▶ **Directive**: Please output exactly the run of lines that starts at the line with "In this photo, point at the sidewalk, one" and ends at the last line of the records below.

====== Task input

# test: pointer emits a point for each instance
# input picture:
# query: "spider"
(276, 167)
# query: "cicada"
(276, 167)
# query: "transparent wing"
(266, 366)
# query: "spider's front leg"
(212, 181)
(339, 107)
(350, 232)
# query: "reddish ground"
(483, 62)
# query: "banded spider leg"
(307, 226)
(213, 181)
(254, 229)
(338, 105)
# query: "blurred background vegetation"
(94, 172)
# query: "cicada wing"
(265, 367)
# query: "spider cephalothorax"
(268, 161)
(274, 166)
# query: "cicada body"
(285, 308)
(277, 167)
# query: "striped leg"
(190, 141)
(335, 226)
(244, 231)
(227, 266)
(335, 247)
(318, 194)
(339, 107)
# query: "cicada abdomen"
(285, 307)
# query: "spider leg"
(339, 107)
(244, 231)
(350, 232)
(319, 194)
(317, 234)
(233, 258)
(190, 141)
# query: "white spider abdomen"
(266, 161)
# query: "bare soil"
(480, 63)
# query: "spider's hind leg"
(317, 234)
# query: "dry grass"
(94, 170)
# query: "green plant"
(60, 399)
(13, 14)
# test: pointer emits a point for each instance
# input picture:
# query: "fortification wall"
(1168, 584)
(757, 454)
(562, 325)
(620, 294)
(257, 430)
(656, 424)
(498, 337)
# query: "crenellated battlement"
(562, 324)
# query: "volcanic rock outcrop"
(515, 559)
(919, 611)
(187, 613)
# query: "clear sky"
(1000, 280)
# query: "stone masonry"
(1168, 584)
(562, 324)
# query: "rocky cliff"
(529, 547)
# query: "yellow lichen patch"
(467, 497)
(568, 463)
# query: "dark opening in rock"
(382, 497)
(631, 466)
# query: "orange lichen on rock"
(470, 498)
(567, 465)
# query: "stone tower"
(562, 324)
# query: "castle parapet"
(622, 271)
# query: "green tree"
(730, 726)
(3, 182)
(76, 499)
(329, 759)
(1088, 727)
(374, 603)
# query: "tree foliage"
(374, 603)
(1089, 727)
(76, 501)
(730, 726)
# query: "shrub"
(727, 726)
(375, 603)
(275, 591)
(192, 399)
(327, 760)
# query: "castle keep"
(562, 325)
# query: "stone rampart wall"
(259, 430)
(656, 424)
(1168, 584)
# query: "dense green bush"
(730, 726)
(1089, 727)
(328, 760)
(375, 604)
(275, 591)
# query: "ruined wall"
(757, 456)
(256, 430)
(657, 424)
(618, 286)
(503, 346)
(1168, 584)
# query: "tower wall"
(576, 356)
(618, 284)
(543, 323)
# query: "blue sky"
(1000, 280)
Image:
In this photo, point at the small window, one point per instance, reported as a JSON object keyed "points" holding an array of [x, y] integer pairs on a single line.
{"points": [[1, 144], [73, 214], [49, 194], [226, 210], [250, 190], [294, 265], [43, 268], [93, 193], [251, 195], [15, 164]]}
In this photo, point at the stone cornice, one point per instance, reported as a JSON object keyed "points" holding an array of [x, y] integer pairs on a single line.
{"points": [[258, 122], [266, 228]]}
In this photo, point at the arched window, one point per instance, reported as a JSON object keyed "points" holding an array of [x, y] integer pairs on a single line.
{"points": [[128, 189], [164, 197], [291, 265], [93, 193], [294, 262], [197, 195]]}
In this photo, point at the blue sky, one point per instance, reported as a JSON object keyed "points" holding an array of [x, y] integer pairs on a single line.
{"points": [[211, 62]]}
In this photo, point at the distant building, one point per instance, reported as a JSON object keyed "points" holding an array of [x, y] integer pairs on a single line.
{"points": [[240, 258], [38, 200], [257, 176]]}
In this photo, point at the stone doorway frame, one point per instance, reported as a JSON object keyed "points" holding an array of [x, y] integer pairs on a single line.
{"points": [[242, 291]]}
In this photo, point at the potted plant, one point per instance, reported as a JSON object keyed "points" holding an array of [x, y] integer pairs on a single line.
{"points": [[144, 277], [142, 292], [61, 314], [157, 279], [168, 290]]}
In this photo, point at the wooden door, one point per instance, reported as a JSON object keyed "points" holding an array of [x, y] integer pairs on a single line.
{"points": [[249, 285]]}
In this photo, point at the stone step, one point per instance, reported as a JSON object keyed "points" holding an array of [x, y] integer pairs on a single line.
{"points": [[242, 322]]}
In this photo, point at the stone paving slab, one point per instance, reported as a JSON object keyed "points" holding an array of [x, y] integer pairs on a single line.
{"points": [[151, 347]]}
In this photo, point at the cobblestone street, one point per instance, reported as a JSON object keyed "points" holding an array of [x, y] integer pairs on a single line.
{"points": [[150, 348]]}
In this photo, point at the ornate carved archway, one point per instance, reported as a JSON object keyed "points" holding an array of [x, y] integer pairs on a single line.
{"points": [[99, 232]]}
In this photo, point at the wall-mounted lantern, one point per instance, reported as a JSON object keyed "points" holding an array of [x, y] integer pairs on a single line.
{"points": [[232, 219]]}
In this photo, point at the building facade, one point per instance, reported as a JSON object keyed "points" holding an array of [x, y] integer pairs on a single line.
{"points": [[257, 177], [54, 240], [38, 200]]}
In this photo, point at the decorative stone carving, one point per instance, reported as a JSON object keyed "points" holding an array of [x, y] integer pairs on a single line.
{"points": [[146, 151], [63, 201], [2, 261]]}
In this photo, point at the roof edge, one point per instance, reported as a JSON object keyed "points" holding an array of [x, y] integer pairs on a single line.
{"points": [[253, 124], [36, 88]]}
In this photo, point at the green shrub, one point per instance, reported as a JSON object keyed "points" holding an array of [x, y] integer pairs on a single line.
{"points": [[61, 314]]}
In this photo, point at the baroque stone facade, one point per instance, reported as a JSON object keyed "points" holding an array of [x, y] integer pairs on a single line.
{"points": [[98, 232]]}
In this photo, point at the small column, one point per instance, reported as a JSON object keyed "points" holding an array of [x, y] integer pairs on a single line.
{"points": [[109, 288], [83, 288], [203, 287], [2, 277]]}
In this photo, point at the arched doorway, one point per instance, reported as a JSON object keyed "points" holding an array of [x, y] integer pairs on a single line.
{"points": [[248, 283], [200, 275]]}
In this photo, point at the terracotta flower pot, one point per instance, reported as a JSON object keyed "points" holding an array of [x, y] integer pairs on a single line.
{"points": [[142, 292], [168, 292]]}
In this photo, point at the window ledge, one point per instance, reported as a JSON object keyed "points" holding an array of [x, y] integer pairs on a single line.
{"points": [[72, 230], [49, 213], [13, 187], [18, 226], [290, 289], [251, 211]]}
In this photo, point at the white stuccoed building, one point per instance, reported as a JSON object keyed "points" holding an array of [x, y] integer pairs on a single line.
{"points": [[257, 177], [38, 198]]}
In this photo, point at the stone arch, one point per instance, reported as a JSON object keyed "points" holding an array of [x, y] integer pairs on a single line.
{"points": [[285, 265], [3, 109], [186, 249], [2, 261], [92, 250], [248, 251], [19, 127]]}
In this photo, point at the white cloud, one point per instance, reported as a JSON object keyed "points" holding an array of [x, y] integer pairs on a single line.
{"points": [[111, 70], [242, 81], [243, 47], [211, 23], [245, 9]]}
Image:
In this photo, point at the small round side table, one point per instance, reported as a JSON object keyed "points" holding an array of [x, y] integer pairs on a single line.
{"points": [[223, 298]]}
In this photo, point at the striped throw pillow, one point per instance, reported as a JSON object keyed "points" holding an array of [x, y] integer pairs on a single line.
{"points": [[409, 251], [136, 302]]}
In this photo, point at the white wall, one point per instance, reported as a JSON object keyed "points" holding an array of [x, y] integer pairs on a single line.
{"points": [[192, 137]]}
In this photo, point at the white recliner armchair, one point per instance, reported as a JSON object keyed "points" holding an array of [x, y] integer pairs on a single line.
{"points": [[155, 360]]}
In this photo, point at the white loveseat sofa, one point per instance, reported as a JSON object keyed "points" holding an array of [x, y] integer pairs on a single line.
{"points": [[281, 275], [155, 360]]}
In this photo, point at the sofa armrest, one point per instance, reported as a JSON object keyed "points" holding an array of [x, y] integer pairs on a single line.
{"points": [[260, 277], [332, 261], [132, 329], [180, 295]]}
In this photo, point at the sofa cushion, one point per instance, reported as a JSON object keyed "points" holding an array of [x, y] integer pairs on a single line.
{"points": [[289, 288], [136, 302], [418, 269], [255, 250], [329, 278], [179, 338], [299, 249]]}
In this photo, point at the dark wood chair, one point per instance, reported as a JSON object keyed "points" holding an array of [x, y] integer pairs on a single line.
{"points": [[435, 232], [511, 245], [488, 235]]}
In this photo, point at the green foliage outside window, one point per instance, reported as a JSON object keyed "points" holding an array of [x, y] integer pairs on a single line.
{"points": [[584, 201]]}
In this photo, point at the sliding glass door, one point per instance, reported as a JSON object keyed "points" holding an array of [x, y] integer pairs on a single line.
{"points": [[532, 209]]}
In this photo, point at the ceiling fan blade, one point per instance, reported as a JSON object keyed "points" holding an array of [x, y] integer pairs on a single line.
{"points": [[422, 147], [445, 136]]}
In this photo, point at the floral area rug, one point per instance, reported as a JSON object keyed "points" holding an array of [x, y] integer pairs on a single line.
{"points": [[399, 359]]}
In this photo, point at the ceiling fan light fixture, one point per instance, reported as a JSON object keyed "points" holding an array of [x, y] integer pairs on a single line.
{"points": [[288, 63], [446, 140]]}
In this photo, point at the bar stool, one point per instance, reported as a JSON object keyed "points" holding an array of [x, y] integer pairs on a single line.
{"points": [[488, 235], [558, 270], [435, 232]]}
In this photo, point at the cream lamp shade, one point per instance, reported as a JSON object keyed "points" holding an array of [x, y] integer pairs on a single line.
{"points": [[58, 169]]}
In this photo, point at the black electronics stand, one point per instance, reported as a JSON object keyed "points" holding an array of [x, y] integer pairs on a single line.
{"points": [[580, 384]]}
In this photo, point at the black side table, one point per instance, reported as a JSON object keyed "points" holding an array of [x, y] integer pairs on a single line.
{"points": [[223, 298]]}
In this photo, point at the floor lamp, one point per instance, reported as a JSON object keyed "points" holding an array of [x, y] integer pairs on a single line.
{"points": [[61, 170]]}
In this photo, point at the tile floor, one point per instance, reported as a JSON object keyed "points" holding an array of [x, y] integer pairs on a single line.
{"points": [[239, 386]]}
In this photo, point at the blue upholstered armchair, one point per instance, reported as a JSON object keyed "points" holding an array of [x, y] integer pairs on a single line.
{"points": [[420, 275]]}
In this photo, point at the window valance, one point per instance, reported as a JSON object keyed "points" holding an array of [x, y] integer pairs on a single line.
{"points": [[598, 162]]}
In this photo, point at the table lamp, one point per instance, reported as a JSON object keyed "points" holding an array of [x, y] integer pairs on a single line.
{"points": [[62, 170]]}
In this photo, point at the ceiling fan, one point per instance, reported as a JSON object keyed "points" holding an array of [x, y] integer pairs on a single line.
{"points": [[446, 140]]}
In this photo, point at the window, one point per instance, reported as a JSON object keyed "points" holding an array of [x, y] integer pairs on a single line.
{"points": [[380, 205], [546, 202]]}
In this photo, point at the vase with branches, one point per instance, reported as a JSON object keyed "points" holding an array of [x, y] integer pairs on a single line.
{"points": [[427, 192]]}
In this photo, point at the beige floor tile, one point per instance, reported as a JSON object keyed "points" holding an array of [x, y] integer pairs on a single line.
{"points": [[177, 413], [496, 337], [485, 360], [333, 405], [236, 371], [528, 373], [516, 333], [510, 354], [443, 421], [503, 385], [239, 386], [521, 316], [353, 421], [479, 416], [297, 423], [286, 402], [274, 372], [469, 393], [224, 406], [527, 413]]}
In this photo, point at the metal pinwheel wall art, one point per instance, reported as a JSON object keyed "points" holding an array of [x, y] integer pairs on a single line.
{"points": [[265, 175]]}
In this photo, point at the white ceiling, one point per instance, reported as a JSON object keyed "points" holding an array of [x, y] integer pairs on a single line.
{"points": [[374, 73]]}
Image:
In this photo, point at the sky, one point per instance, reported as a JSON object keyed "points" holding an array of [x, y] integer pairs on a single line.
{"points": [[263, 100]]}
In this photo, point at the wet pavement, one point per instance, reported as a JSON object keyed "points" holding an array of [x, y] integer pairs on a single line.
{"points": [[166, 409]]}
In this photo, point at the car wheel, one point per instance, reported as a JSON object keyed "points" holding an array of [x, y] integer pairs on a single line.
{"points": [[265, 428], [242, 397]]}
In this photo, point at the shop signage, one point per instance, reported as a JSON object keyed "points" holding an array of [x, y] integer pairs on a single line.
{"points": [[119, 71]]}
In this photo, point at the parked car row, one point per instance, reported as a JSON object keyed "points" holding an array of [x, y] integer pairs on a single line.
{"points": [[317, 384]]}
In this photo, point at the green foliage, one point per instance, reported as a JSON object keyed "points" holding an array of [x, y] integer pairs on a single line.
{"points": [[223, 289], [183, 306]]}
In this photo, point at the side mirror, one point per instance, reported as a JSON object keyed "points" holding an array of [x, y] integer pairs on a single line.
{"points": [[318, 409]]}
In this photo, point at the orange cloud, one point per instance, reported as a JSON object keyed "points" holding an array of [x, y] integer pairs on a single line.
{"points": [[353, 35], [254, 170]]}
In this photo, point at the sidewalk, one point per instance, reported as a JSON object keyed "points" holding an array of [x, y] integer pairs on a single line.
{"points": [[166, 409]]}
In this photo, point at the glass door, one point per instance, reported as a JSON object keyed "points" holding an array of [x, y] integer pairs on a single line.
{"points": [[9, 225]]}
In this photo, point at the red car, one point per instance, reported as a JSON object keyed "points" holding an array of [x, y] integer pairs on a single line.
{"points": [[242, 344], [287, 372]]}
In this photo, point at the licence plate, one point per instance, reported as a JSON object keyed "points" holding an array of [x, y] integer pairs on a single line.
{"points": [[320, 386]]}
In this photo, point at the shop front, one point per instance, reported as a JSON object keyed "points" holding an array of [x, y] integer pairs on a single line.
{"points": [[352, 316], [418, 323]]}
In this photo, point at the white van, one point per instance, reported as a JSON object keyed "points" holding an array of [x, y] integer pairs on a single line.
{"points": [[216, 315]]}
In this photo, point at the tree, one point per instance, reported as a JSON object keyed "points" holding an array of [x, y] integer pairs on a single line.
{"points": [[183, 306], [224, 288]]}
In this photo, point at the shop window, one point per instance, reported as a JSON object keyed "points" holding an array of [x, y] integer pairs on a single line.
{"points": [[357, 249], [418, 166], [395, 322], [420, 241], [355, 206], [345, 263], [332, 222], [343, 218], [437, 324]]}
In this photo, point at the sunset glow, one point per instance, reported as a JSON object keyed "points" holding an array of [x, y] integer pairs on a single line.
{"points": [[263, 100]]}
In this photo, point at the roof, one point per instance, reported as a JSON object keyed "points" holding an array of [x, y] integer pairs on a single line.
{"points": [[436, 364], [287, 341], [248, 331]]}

============

▶ **Answer to this task**:
In this photo, point at the sidewalk, one point per instance, reported as a JSON object keyed "points" holding an array of [x, y] integer pairs on a single line.
{"points": [[166, 409]]}
In this photo, point at the glass door, one point per instance, reported as a JSON object keyed "points" holding an array of [x, y] integer pairs on a single line.
{"points": [[9, 225]]}
In this photo, point at the red car, one point per instance, reported as a JSON object keyed "points" holding an array of [x, y] integer pairs on a single line.
{"points": [[242, 344], [287, 372]]}
In this photo, point at the licence plate, one point per instance, reported as a JSON object keyed "points" holding an array of [x, y] integer pairs on a single line.
{"points": [[320, 386]]}
In this photo, point at the shop front, one point per instance, reported as a JSON object keyed "points" holding an array of [x, y] integer pairs on a single line.
{"points": [[352, 316], [418, 323]]}
In this photo, point at the white van, one point per instance, reported as a JSON object keyed "points" holding an array of [x, y] integer pairs on a single line.
{"points": [[216, 315]]}
In this photo, point at the tree, one point per instance, reported as a JSON object keyed "points" holding an array of [x, y] integer pairs on a single line.
{"points": [[183, 306], [224, 288]]}
In this photo, point at the shop window, one point per instance, reported as a JSON object keyed "points" holding an array of [x, y] integer pairs on a single line.
{"points": [[357, 249], [418, 166], [395, 322], [420, 241], [355, 206], [345, 263], [332, 222], [343, 218], [437, 324]]}
In this photo, point at the sunset glow, one point per instance, reported as a JSON object keyed "points" holding an array of [x, y] integer pairs on a single line.
{"points": [[263, 100]]}
In this photo, point at the roof, one point per instance, reported as a JSON object keyed "points" holding an array of [x, y] integer pairs on a single line.
{"points": [[436, 364], [287, 341], [248, 331]]}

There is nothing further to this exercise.